(Prompt 1)
Answer these questions about the text on magic weapons, one per line:
(a) What die would the Sword of Despair roll for damage in place of a d8?
(b) Which two dice, with the higher result kept, produced a net bonus between +1 and +3?
(c) Under the doubling idea being considered, what would a d8 become?

(Text passage)

Like "This is the Sword of Despair, you roll a d12 for damage (instead of a d8) and once per day can use a Fear spell" or something like that.
I like that also.
Granted - with the math the way it is currently, a +1 weapon doesn't 'break' anything and only takes the players from hitting on a 8 to hitting on a 7 (an 8% increasing in hit probability - unlike +1 plate which takes the enemy from hitting on a 17 to hitting on an 18 - a 33% reduction in hit probability for most of them).
However - I'd rather magic items were cool rather than just numerically better.
The drawback is that it is hard to come up with such 'coolness' that is useful in broad circumstances. Giving a weapon an accuracy bonus makes it generally useful - even if the special property isn't always useful. This actually opens the door for more potential properties since a more special use property isn't the only thing the weapon does.
I've been playing with the weapons which in AD&D might bave been +1, +3 versus {creature type}. One possibility I've been looking at is having them grant advantage when attacking creatures of that type. I'm a bit worried that is too good, however, My second thought (which goes back to the math a did a few weeks ago) is partial advantage against these creatures.
When I was playing with a partial advantage system, Iooked at the math of rolling a d12 and a d20 and using the highest. The net result was a bonus between +1 and +3 - which is in the right ballpark. This didn't work for what I wanted from a partial advantage system mostly because there was no convenient die size to grant partial disadvantage (it would take a d40 or so). But it means that this approach could be used to create magic weapons which improved a character's chance of hitting without actually competing with bounded accuracy.
For such weapons I am currently considering doubling the weapon damage (but not any other damage) from the attack. So - rather than a d8 becoming a d12 as in the above example, it would become 2d8.

(Prompt 2)
Can you write out the rows again from the line containing "the bridge roadway." through the end of the rows, both included, putting "castle battlement" in place of "wall battlement" and changing nothing else?

(Recorded information)
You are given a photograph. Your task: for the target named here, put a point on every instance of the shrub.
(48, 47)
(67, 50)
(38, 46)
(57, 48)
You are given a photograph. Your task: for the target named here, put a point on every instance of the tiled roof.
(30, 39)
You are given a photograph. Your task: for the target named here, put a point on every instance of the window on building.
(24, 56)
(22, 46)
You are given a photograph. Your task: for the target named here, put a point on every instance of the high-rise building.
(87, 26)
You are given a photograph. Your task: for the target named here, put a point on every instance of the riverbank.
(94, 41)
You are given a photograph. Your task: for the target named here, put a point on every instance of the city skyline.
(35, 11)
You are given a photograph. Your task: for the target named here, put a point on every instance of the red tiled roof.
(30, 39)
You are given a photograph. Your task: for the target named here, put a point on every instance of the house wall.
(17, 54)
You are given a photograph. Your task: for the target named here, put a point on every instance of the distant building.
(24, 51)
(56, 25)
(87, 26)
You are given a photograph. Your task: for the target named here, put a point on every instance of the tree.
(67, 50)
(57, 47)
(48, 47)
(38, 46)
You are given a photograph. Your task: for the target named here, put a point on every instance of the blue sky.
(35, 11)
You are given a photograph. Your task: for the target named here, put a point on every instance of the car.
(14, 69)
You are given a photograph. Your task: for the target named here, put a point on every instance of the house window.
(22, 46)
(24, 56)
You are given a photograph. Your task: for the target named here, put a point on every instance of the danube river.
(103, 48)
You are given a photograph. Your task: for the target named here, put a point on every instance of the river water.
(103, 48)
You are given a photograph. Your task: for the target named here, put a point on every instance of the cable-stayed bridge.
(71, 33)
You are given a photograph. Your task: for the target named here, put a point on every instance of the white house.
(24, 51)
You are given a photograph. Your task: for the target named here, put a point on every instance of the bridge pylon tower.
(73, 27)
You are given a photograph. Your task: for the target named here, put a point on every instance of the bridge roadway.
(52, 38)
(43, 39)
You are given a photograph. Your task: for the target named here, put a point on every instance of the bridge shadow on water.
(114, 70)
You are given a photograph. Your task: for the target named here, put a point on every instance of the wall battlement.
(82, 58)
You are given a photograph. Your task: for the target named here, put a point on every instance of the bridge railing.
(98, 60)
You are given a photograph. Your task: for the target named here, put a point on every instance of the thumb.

(Complete response 1)
(a) A d12
(b) A d12 and a d20
(c) 2d8

(Complete response 2)
You are given a photograph. Your task: for the target named here, put a point on every instance of the bridge roadway.
(52, 38)
(43, 39)
You are given a photograph. Your task: for the target named here, put a point on every instance of the bridge shadow on water.
(114, 70)
You are given a photograph. Your task: for the target named here, put a point on every instance of the castle battlement.
(82, 58)
You are given a photograph. Your task: for the target named here, put a point on every instance of the bridge railing.
(98, 60)
You are given a photograph. Your task: for the target named here, put a point on every instance of the thumb.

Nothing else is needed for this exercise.